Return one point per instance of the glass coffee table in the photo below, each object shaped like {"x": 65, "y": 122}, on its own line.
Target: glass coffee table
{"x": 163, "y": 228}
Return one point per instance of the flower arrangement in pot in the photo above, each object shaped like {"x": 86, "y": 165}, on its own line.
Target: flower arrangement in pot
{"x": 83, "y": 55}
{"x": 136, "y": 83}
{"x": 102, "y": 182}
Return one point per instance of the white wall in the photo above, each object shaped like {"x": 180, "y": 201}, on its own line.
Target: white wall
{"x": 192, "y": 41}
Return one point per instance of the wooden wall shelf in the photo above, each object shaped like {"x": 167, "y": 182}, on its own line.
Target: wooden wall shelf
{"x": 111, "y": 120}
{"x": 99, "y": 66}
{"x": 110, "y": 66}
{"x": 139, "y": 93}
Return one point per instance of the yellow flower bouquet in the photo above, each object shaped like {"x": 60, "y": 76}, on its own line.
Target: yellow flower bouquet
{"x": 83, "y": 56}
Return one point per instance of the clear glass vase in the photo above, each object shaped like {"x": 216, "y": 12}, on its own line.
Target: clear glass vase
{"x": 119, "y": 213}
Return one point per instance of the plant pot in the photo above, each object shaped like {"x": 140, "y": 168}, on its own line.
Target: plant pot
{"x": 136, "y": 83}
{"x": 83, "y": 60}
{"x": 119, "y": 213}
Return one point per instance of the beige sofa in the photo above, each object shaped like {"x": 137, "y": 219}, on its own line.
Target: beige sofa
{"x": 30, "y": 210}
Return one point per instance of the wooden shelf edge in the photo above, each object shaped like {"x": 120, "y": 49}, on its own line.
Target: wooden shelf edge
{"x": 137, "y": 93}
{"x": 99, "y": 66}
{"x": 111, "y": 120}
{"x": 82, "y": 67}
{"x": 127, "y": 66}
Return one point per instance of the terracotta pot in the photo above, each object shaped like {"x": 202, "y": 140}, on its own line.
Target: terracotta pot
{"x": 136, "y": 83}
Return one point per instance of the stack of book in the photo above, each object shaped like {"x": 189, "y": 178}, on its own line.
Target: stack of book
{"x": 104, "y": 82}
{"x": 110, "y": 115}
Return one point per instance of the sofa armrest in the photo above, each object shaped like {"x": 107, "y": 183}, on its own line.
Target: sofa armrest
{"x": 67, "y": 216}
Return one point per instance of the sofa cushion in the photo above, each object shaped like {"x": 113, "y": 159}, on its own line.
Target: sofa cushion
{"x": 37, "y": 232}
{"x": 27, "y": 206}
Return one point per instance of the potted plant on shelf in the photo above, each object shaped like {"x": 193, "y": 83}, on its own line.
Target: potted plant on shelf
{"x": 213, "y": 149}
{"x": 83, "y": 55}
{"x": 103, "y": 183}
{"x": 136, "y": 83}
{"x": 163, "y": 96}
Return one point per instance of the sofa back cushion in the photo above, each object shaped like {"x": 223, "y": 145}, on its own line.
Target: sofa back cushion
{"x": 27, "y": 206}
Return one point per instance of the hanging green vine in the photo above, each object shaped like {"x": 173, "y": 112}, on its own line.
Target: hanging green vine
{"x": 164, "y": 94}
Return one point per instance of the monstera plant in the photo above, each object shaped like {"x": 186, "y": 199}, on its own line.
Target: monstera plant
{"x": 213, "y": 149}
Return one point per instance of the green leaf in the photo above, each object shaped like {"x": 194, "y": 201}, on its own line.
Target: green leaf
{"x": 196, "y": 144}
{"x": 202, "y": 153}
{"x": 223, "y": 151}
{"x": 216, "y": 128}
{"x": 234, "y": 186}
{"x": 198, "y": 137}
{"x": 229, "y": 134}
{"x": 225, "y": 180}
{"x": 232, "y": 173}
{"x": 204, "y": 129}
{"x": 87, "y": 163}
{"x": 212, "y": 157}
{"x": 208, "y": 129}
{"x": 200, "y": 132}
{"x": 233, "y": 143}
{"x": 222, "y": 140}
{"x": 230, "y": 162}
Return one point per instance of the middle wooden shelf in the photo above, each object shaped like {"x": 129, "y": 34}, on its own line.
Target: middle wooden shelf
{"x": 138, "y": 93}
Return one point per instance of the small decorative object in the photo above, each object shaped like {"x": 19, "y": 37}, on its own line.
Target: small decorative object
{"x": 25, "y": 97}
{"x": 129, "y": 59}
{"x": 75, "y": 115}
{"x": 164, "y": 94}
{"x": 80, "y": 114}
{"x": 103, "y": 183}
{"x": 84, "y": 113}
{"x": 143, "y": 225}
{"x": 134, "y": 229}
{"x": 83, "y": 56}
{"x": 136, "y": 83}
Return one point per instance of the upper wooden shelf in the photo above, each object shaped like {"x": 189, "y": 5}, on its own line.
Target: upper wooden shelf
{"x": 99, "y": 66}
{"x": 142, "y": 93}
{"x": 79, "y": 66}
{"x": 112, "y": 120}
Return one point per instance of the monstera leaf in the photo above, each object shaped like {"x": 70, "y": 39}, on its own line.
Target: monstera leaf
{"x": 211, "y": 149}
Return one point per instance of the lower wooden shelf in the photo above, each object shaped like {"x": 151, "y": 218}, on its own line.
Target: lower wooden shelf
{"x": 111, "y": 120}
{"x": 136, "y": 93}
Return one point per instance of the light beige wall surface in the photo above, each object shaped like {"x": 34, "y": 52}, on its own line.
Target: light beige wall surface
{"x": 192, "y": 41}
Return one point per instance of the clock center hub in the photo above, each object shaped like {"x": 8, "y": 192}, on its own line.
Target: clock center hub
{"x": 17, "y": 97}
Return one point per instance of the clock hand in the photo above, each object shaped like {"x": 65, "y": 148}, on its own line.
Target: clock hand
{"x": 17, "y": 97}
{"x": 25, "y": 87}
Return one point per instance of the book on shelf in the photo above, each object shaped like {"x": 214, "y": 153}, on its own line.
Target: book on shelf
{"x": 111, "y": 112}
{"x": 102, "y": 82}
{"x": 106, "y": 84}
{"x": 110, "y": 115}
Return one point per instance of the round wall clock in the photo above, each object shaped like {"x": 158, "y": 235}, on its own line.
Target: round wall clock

*GOAL OF THE EXERCISE:* Give back all the records above exactly. Keep every word.

*RESPONSE TO THIS TASK:*
Return one point per instance of the glass coffee table in the photo below, each object shaped like {"x": 65, "y": 122}, on its own line.
Target: glass coffee table
{"x": 163, "y": 228}
Return one point per instance of the flower arrangement in pot in the photo above, each object shaped like {"x": 86, "y": 165}, on its own line.
Target: flower arrangement in pot
{"x": 83, "y": 55}
{"x": 136, "y": 83}
{"x": 102, "y": 182}
Return one point per instance of the white wall in the photo above, each object shaped like {"x": 180, "y": 201}, on its own line.
Target: white wall
{"x": 192, "y": 41}
Return one point per instance of the wooden wall shelf in the photo above, each object shaped like {"x": 167, "y": 182}, on its own line.
Target: wooden wall shelf
{"x": 111, "y": 120}
{"x": 99, "y": 66}
{"x": 110, "y": 66}
{"x": 139, "y": 93}
Return one point per instance of the yellow flower bouquet in the photo above, each object shaped like {"x": 60, "y": 76}, on its own line.
Target: yellow flower bouquet
{"x": 83, "y": 56}
Return one point per instance of the clear glass vase in the photo above, each object shaped like {"x": 216, "y": 12}, on its own line.
Target: clear glass vase
{"x": 119, "y": 213}
Return one point per instance of the plant pot in the photo above, each object shaped like {"x": 140, "y": 168}, on its own line.
Target: plant pot
{"x": 136, "y": 83}
{"x": 83, "y": 60}
{"x": 119, "y": 213}
Return one point per instance of the beige sofa in the photo above, each object shaped like {"x": 137, "y": 219}, on its own line.
Target: beige sofa
{"x": 30, "y": 210}
Return one point per instance of the wooden shelf edge in the photo above, each object shaped like {"x": 120, "y": 49}, on its own line.
Target: wooden shelf edge
{"x": 137, "y": 93}
{"x": 99, "y": 66}
{"x": 111, "y": 120}
{"x": 82, "y": 67}
{"x": 127, "y": 66}
Return one point per instance of the terracotta pot in the photo above, each object shaped like {"x": 202, "y": 140}, on its own line.
Target: terracotta pot
{"x": 136, "y": 83}
Return one point per instance of the stack of book in the photo above, each object shaped like {"x": 189, "y": 178}, on its own line.
Target: stack of book
{"x": 104, "y": 82}
{"x": 110, "y": 115}
Return one point per instance of the sofa armrest in the photo above, each object shaped like {"x": 107, "y": 183}, on its own line.
Target: sofa armrest
{"x": 67, "y": 216}
Return one point per instance of the sofa cushion in the photo above, each object shaped like {"x": 113, "y": 159}, on its own line.
Target: sofa cushion
{"x": 37, "y": 232}
{"x": 27, "y": 206}
Return one point per instance of the potted plant on shelf in the photo above, each object shaped like {"x": 193, "y": 83}, on its own line.
Target: potted plant on shelf
{"x": 213, "y": 149}
{"x": 83, "y": 55}
{"x": 103, "y": 183}
{"x": 136, "y": 83}
{"x": 163, "y": 96}
Return one point per instance of the sofa back cushion in the photo above, each object shaped like {"x": 223, "y": 145}, on its own line.
Target: sofa back cushion
{"x": 27, "y": 206}
Return one point per instance of the hanging green vine in the photo above, each object shaped like {"x": 173, "y": 112}, on its own line.
Target: hanging green vine
{"x": 164, "y": 94}
Return one point per instance of the monstera plant in the photo above, each object shaped like {"x": 186, "y": 199}, on its own line.
Target: monstera plant
{"x": 213, "y": 149}
Return one point per instance of the green leaf in the photo above, each object shaped like {"x": 194, "y": 201}, on its own line.
Target: green leaf
{"x": 196, "y": 144}
{"x": 202, "y": 153}
{"x": 223, "y": 151}
{"x": 216, "y": 128}
{"x": 234, "y": 186}
{"x": 198, "y": 137}
{"x": 229, "y": 134}
{"x": 225, "y": 180}
{"x": 232, "y": 173}
{"x": 204, "y": 129}
{"x": 87, "y": 163}
{"x": 212, "y": 157}
{"x": 208, "y": 129}
{"x": 200, "y": 132}
{"x": 233, "y": 143}
{"x": 222, "y": 140}
{"x": 230, "y": 162}
Return one point per instance of the middle wooden shelf in the photo above, each object shaped like {"x": 129, "y": 34}, on its own line.
Target: middle wooden shelf
{"x": 138, "y": 93}
Return one point per instance of the small decorative object in the photo above, each object shaped like {"x": 19, "y": 37}, on its own line.
Target: small decorative object
{"x": 25, "y": 97}
{"x": 129, "y": 59}
{"x": 75, "y": 115}
{"x": 164, "y": 94}
{"x": 80, "y": 114}
{"x": 103, "y": 183}
{"x": 84, "y": 113}
{"x": 143, "y": 225}
{"x": 134, "y": 229}
{"x": 83, "y": 56}
{"x": 136, "y": 83}
Return one point per instance of the upper wooden shelf in the photo above, each object shaped like {"x": 189, "y": 5}, on its own line.
Target: upper wooden shelf
{"x": 99, "y": 66}
{"x": 142, "y": 93}
{"x": 79, "y": 66}
{"x": 112, "y": 120}
Return one point per instance of the monstera leaf in the photo above, each object shaped like {"x": 70, "y": 39}, on its own line.
Target: monstera leaf
{"x": 211, "y": 149}
Return one point per instance of the lower wooden shelf in the photo above, each object shaped like {"x": 151, "y": 218}, on its own line.
Target: lower wooden shelf
{"x": 111, "y": 120}
{"x": 136, "y": 93}
Return one point per instance of the light beige wall surface in the photo above, each object shaped like {"x": 34, "y": 52}, on its own line.
Target: light beige wall surface
{"x": 192, "y": 41}
Return one point per instance of the clock center hub in the photo above, each object shaped like {"x": 8, "y": 192}, on its own line.
Target: clock center hub
{"x": 17, "y": 97}
Return one point per instance of the clock hand in the photo above, each object shaped like {"x": 65, "y": 148}, on its own line.
Target: clock hand
{"x": 17, "y": 97}
{"x": 25, "y": 87}
Return one point per instance of the book on shelf in the photo above, each object shaped like {"x": 214, "y": 153}, on its own line.
Target: book on shelf
{"x": 111, "y": 112}
{"x": 102, "y": 82}
{"x": 106, "y": 84}
{"x": 110, "y": 115}
Return one point per instance of the round wall clock in the photo above, each object shaped like {"x": 158, "y": 235}, on its own line.
Target: round wall clock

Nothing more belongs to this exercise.